____ Source data

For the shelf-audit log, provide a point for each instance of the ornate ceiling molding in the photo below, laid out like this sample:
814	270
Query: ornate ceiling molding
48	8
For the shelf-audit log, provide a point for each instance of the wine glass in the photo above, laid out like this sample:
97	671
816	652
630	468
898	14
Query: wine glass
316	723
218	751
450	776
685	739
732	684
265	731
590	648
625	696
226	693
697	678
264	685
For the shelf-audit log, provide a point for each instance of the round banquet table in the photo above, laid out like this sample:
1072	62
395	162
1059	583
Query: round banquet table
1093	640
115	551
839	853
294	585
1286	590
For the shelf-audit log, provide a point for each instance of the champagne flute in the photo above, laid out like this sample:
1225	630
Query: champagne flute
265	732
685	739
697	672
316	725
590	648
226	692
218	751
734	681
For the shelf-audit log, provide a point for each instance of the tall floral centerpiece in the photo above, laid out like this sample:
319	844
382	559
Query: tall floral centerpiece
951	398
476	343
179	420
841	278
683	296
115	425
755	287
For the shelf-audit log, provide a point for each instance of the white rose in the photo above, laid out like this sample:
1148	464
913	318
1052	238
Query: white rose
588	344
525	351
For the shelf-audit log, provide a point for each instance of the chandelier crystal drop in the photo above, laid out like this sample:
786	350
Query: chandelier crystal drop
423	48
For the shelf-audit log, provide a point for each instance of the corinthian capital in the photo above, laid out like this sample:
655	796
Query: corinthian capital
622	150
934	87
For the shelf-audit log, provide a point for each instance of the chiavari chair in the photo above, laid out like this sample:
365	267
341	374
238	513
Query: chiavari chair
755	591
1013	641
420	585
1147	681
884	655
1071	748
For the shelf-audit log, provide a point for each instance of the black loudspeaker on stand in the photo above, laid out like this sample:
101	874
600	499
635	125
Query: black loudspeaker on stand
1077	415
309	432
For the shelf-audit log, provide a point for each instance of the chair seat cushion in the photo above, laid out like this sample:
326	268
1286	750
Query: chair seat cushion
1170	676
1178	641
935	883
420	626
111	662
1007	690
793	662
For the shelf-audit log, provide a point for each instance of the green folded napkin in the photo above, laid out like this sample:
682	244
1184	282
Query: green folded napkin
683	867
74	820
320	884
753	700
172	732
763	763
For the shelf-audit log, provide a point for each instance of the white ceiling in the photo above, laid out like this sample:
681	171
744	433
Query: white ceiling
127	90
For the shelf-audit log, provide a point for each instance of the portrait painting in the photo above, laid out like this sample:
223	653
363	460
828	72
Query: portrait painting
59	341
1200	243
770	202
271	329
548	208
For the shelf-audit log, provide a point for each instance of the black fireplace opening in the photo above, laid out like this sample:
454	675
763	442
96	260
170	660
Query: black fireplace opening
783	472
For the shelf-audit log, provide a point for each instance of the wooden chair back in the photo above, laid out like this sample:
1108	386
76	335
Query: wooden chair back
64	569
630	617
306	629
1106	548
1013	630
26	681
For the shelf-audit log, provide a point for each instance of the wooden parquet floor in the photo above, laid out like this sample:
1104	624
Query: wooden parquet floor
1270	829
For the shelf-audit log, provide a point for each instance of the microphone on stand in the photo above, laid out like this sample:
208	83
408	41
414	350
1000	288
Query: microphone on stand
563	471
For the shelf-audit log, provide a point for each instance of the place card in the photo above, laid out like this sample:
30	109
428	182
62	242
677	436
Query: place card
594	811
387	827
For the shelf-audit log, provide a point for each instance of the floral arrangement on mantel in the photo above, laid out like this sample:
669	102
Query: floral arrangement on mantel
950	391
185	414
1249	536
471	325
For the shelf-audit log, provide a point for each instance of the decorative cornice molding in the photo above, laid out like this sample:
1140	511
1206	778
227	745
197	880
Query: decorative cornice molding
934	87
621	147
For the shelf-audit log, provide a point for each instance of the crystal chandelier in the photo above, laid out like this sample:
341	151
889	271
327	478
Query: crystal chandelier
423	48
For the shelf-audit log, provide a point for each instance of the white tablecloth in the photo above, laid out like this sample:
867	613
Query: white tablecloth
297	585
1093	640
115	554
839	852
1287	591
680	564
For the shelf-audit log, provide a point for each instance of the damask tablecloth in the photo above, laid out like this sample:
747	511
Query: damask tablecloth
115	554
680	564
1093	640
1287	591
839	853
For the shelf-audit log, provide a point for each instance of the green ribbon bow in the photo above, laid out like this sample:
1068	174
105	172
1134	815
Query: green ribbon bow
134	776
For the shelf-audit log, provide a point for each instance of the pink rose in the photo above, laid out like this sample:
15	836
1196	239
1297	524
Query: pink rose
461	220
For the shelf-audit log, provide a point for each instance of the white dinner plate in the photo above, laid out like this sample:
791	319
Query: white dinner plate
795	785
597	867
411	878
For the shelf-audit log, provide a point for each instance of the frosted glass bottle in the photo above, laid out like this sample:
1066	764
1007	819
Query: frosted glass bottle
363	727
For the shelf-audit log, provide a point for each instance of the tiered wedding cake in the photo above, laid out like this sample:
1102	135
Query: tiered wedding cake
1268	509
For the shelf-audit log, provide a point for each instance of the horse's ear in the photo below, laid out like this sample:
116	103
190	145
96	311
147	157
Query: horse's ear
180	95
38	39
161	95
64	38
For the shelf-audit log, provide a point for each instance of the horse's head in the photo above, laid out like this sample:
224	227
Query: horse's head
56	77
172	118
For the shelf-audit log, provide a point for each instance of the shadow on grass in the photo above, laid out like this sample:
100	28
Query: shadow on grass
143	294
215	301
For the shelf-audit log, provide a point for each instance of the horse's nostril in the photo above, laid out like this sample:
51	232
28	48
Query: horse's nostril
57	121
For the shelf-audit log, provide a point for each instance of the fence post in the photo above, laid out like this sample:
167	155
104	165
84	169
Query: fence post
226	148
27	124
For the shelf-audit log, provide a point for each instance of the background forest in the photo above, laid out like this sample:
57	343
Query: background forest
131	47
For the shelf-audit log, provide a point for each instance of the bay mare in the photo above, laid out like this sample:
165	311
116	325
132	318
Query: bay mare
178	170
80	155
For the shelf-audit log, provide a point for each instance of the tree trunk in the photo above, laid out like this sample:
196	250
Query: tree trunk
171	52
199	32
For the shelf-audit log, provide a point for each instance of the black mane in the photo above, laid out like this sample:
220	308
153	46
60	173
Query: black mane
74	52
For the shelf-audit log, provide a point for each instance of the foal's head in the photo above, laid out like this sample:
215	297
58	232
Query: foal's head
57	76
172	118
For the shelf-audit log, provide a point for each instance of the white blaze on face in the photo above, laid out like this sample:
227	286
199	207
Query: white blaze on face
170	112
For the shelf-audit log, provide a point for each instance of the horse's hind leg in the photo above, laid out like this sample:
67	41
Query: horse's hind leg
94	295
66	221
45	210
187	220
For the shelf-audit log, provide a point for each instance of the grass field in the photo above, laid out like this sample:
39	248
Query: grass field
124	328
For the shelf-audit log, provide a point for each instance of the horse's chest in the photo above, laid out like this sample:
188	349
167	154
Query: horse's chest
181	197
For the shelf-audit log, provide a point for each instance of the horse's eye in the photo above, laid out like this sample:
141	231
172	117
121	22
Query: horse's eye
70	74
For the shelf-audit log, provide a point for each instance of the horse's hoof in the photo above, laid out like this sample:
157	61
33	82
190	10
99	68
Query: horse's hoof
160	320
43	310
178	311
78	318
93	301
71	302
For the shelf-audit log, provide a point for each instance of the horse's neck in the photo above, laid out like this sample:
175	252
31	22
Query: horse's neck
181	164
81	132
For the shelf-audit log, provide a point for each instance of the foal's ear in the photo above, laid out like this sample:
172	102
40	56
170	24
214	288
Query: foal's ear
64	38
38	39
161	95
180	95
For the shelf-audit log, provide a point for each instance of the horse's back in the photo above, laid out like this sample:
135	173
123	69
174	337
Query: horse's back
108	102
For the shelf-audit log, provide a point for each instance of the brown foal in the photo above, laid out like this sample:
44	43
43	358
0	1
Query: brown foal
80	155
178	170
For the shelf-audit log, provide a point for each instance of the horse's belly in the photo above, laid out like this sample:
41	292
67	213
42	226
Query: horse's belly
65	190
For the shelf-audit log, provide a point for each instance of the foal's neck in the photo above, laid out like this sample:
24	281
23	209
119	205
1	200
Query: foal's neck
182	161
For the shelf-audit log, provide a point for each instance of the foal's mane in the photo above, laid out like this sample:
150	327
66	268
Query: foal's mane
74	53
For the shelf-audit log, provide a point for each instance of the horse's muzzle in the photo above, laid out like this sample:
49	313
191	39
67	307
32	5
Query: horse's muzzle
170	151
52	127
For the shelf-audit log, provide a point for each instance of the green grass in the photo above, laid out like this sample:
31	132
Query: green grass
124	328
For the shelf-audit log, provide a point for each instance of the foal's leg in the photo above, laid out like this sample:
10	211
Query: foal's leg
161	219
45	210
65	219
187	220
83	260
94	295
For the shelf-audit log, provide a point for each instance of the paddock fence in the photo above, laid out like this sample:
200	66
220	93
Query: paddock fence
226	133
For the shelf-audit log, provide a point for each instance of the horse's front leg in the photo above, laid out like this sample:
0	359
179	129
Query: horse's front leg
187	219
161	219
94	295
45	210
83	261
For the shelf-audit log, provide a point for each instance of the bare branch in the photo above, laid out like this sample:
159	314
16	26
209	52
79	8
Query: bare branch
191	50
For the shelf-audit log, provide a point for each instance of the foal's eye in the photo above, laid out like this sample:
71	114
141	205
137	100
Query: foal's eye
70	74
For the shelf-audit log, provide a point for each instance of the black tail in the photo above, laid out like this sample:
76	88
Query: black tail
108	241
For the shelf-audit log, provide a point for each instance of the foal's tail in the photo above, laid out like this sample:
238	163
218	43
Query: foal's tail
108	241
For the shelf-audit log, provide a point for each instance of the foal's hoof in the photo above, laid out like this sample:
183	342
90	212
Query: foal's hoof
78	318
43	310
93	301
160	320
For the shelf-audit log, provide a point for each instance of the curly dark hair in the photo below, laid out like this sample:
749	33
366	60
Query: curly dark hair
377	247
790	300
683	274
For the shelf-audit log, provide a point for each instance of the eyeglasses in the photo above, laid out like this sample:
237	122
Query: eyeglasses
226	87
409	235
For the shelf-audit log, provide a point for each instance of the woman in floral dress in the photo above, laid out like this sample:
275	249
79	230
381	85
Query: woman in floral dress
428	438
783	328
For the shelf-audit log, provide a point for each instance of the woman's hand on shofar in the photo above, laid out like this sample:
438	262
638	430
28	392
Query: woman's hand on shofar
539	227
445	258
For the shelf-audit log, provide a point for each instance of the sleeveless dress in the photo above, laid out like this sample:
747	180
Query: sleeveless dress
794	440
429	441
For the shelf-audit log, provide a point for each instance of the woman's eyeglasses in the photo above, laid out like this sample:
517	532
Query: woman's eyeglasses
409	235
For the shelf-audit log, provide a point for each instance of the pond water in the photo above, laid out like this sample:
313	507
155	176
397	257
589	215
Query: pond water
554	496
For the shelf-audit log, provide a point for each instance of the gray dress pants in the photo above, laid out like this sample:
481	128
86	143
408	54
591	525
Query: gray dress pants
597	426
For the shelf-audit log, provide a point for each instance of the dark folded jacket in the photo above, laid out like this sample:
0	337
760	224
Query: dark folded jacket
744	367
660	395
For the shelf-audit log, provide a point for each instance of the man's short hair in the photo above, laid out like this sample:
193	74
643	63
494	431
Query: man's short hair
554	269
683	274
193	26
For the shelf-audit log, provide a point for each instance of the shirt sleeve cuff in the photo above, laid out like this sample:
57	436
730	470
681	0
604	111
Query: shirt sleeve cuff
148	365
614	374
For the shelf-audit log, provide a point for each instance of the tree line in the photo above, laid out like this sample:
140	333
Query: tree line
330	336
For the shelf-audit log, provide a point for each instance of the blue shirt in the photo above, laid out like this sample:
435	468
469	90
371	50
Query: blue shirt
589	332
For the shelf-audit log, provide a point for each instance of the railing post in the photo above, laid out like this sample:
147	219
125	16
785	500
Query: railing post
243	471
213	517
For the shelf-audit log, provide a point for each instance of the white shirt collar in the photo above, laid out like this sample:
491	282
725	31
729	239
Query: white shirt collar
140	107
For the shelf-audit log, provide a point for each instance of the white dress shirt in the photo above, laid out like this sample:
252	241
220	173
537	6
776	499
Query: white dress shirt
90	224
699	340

________

• Exercise: Your task is to reproduce, exactly and exclusively, the lines from the one holding "the tree line" through the final line of the listing.

• Response to this task:
For the shelf-audit log, provide a point for each instance of the tree line in the photo above, laid out like this sample:
140	333
Query: tree line
330	336
For the shelf-audit log, provide a point for each instance of the blue shirt in the photo above, laid out like this sample:
435	468
469	90
371	50
Query: blue shirt
589	332
For the shelf-audit log, provide a point for each instance of the railing post in the photo above, laid out like this sample:
147	219
125	16
785	500
Query: railing post
243	471
213	517
For the shelf-audit log, provide a point for each instance of the white shirt collar in the photo above, laid out like this sample:
491	282
725	31
729	239
Query: white shirt collar
140	107
For the shelf-audit log, provide a point for each instance of the white dress shirt in the photo above, laid out like this sample:
252	241
220	173
537	6
776	499
Query: white dress shirt
90	224
699	340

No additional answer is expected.